Records from a data collection:
**********

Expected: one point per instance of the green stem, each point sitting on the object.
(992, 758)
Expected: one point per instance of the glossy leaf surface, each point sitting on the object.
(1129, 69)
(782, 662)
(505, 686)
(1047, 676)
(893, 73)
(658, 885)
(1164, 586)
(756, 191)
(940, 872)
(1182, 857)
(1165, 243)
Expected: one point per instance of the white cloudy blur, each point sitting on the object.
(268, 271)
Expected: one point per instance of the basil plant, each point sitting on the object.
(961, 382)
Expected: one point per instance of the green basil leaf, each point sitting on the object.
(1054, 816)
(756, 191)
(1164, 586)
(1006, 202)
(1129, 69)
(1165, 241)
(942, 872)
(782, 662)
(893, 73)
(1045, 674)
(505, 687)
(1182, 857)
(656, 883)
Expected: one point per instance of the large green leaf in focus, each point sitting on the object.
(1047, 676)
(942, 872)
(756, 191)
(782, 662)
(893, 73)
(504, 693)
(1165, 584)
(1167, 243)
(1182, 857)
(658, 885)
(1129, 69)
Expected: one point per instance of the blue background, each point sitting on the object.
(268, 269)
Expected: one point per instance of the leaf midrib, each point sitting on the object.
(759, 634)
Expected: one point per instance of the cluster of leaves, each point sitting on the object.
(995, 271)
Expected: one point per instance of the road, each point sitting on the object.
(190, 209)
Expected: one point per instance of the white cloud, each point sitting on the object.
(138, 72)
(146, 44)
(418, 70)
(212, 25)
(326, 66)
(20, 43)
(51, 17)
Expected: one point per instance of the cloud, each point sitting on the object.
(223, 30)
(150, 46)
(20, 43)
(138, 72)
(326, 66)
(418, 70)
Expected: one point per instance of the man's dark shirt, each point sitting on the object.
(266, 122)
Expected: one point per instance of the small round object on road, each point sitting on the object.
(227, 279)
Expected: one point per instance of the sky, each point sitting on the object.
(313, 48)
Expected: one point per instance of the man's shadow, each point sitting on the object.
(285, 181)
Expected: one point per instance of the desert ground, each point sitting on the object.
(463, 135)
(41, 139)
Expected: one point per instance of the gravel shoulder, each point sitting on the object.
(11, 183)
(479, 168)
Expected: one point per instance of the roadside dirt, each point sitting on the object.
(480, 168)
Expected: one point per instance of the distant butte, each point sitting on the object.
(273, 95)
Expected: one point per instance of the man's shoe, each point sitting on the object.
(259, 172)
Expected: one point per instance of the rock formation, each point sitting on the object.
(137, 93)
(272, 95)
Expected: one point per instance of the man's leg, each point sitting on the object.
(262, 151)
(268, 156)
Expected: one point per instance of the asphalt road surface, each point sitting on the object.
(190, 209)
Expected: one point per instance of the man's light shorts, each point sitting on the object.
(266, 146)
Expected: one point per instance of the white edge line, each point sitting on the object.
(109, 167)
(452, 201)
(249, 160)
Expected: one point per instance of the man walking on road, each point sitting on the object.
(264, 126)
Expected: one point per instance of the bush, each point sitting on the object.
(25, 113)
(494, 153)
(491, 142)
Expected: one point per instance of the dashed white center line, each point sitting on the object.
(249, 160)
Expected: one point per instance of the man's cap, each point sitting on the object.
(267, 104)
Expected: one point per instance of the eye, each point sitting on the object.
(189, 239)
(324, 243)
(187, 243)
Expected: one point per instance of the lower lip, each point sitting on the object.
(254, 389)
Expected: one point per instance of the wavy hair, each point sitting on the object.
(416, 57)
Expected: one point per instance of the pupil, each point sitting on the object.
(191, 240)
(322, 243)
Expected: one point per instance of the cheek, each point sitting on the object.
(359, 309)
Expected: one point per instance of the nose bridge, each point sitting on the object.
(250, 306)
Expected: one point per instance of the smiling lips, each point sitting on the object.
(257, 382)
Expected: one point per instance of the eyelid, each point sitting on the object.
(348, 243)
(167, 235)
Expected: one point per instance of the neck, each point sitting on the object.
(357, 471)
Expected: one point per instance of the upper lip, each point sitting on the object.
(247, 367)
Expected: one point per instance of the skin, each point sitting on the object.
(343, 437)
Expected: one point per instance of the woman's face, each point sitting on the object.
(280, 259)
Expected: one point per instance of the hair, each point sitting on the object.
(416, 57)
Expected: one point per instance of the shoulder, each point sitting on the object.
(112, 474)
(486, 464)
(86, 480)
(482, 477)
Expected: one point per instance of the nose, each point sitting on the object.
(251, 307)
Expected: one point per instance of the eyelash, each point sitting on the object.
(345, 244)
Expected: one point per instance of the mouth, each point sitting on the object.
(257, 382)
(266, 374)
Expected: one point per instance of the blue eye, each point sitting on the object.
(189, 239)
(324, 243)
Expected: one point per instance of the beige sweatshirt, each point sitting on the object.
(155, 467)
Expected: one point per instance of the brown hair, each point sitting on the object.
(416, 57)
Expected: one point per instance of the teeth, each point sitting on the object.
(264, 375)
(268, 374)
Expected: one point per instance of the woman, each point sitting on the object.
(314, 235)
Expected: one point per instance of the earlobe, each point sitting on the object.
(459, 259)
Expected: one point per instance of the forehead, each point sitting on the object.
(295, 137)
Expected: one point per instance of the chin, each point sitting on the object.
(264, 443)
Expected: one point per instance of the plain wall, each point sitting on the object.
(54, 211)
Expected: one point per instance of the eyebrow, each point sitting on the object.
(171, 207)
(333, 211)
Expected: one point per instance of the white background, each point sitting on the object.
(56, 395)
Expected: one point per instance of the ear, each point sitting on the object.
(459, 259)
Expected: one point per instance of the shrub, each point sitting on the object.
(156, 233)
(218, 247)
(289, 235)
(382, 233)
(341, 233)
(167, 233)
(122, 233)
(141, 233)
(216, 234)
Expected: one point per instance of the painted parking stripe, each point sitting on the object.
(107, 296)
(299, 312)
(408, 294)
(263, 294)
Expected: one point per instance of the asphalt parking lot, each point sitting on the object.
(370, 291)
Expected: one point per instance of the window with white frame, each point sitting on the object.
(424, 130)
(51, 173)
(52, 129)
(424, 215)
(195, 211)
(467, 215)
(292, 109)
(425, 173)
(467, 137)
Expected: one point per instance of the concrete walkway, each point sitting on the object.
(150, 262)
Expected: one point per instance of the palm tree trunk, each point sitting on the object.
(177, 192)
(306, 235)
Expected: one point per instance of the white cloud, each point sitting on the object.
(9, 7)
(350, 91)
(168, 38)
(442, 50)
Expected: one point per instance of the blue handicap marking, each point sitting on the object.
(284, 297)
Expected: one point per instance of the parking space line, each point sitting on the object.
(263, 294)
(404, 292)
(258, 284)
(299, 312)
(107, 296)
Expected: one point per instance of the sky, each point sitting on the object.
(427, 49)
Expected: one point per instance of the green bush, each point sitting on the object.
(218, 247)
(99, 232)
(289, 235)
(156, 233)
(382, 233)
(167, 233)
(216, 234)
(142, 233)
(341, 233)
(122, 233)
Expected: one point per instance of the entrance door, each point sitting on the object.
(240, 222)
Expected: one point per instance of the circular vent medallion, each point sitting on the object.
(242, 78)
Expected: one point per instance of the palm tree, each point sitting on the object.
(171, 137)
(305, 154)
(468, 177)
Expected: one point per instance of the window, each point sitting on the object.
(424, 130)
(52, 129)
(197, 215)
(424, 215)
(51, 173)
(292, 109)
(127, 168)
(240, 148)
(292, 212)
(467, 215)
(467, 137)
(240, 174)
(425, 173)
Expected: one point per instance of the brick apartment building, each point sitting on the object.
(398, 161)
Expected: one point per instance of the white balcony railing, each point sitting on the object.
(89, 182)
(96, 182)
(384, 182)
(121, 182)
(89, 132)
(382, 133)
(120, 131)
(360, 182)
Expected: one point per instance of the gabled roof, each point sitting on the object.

**********

**TASK BRIEF:** Repeat each line above exactly as it stands.

**ANSWER:**
Expected: one point per instance of the green stem, each point sitting on the object.
(992, 758)
Expected: one point per instance of the glossy leaf surface, each point sitting on the object.
(1129, 69)
(782, 662)
(505, 686)
(1047, 676)
(893, 73)
(658, 885)
(1164, 586)
(756, 191)
(940, 872)
(1182, 857)
(1165, 243)
Expected: one point per instance of the white cloudy blur, each point sitting on the object.
(268, 271)
Expected: one point per instance of the basil plant, each point sitting on the object.
(961, 382)
Expected: one point per instance of the green basil leaf, each point sitting on the object.
(1054, 816)
(756, 191)
(1164, 586)
(1006, 202)
(1129, 69)
(1165, 241)
(942, 872)
(782, 662)
(893, 73)
(1045, 674)
(505, 687)
(1182, 857)
(656, 883)
Expected: one point per instance of the large green leaf in focus, each point sitting on the object.
(1047, 676)
(942, 872)
(756, 191)
(782, 662)
(893, 73)
(504, 693)
(1165, 584)
(1167, 243)
(1182, 857)
(658, 885)
(1129, 69)
Expected: one point per instance of the blue background, each point sitting on the object.
(268, 269)
Expected: one point per instance of the leaf midrib, each point sitting on the object.
(759, 634)
Expected: one point per instance of the cluster of leaves, each point sitting on the object.
(995, 271)
Expected: one point per instance of the road, each point sitting on the object.
(190, 209)
Expected: one point per instance of the white cloud, each point sitting on the object.
(138, 72)
(146, 44)
(418, 70)
(212, 25)
(326, 66)
(20, 43)
(51, 17)
Expected: one point per instance of the cloud, each point sitting on the object.
(223, 30)
(150, 46)
(20, 43)
(138, 72)
(326, 66)
(418, 70)
Expected: one point per instance of the man's dark shirt, each point sitting on the object.
(266, 122)
Expected: one point per instance of the small round object on road, each point sitting on the object.
(227, 279)
Expected: one point per instance of the sky, each point sitting on the object.
(313, 48)
Expected: one point per instance of the man's shadow, each point sitting on the object.
(285, 181)
Expected: one point per instance of the desert ground, each point sitting on the object.
(463, 135)
(41, 139)
Expected: one point per instance of the gravel shoulder, each point sitting on the object.
(11, 183)
(479, 168)
Expected: one point per instance of the roadside dirt, each point sitting on the object.
(480, 168)
Expected: one point per instance of the distant butte, each point sitting on the object.
(273, 95)
Expected: one point per instance of the man's shoe, each point sitting on the object.
(259, 172)
Expected: one point per instance of the rock formation, each point sitting on the object.
(137, 93)
(272, 95)
Expected: one point per instance of the man's leg, each point sitting on the object.
(262, 151)
(268, 156)
Expected: one point per instance of the asphalt road surface, each point sitting on the object.
(190, 209)
Expected: one point per instance of the man's light shorts, each point sitting on the object.
(266, 146)
Expected: one point per instance of the white edge line, each point sitting on the object.
(109, 167)
(452, 201)
(249, 160)
Expected: one point per instance of the man walking on road, each point sitting on the object.
(264, 126)
Expected: one point per instance of the bush, each point sitting on the object.
(25, 113)
(494, 153)
(491, 142)
Expected: one point per instance of the dashed white center line, each point sitting on the object.
(249, 160)
Expected: one point per instance of the man's cap, each point sitting on the object.
(267, 104)
Expected: one point per instance of the eye, each point sitting on the object.
(189, 239)
(324, 243)
(187, 243)
Expected: one point per instance of the lower lip, each point sitting on the object.
(254, 389)
Expected: one point per instance of the wavy hair, each point sitting on the object.
(416, 57)
Expected: one point per instance of the pupil, each point sitting on the object.
(191, 240)
(322, 243)
Expected: one point per instance of the cheek, each point sitting on the object.
(359, 309)
Expected: one point per instance of the nose bridge, each point sitting on the object.
(250, 306)
Expected: one point per instance of the smiling lips, each point sitting on the object.
(257, 382)
Expected: one point per instance of the eyelid, each point sitting on the object.
(348, 243)
(167, 235)
Expected: one point per instance of the neck, each point sitting on the object.
(357, 471)
Expected: one point per instance of the upper lip, each point sitting on the object.
(247, 367)
Expected: one point per instance of the skin, each point sitting on the object.
(343, 437)
Expected: one point per instance of the woman's face, each point sitting on the object.
(280, 259)
Expected: one point per instance of the hair, each point sitting on the object.
(416, 57)
Expected: one point per instance of the shoulder, each point sitting on the object.
(112, 474)
(486, 464)
(86, 480)
(482, 477)
Expected: one point per instance of the nose, each point sitting on the object.
(251, 307)
Expected: one point per instance of the eyelash, each point sitting on the object.
(345, 244)
Expected: one point per instance of the mouth, each point sitting on the object.
(257, 382)
(266, 374)
Expected: one point per instance of the blue eye, each point sitting on the object.
(189, 239)
(324, 243)
Expected: one point per instance of the beige sweatshirt, each point sitting on the object.
(155, 467)
Expected: one point per instance of the brown hair, each point sitting on the object.
(416, 57)
Expected: one point per instance of the teeth, each point sitting on the object.
(264, 375)
(268, 374)
Expected: one point per instance of the woman, each point sitting on the object.
(314, 235)
Expected: one point per instance of the earlobe, each point sitting on the object.
(459, 259)
Expected: one point per instance of the forehead, each point sitting on the object.
(295, 137)
Expected: one point per instance of the chin, each point sitting on the object.
(264, 443)
Expected: one point per instance of the plain wall, each point sitting on the object.
(54, 211)
Expected: one point per instance of the eyebrow, each point sitting on the object.
(171, 207)
(333, 211)
Expected: one point per instance of the white background, each point sitting on the object.
(56, 395)
Expected: one point per instance of the ear, each point sitting on the object.
(459, 259)
Expected: one point per instance of the shrub, each point sitting on the object.
(156, 233)
(218, 247)
(289, 235)
(382, 233)
(341, 233)
(167, 233)
(122, 233)
(141, 233)
(216, 234)
Expected: one point per instance of the painted parking stripe, each point sitting on the object.
(107, 296)
(299, 312)
(408, 294)
(263, 294)
Expected: one point per instance of the asphalt parking lot, each point sitting on the object.
(370, 291)
Expected: one point per instance of the window with white frame, each point sitting on the object.
(424, 130)
(51, 173)
(52, 129)
(424, 215)
(195, 211)
(467, 215)
(292, 109)
(425, 173)
(467, 137)
Expected: one point per instance of the concrete walkway, each point sitting on the object.
(150, 262)
Expected: one point per instance of the palm tree trunk, each point sitting on the object.
(177, 192)
(306, 235)
Expected: one point per instance of the white cloud, each point sitting on the object.
(9, 7)
(350, 91)
(168, 38)
(442, 50)
Expected: one point per instance of the blue handicap marking, each point sitting on the object.
(284, 297)
Expected: one point per instance of the parking space line, each point sitting on the object.
(263, 294)
(404, 292)
(258, 284)
(299, 312)
(107, 296)
Expected: one point per instance of the sky, each point sitting on the object.
(427, 49)
Expected: one point per instance of the green bush, each point sitting on the object.
(218, 247)
(99, 232)
(289, 235)
(156, 233)
(382, 233)
(167, 233)
(216, 234)
(142, 233)
(341, 233)
(122, 233)
Expected: one point per instance of the entrance door, each point sitting on the object.
(240, 222)
Expected: one point per instance of the circular vent medallion, each point sitting on the object.
(242, 78)
Expected: one point per instance of the palm tree, each point sitting on the object.
(171, 137)
(305, 154)
(468, 177)
Expected: one point per instance of the window, each point sitting on the object.
(424, 130)
(52, 129)
(197, 215)
(424, 215)
(51, 173)
(292, 109)
(127, 168)
(240, 148)
(292, 212)
(467, 215)
(467, 137)
(240, 174)
(425, 173)
Expected: one point per instance of the brick apartment building, each point sitting on the object.
(398, 161)
Expected: one point per instance of the white balcony railing, each point sitting on the object.
(89, 182)
(96, 182)
(384, 182)
(121, 182)
(89, 132)
(382, 133)
(120, 131)
(360, 182)
Expected: one point per instance of the gabled roof, each point sitting on the object.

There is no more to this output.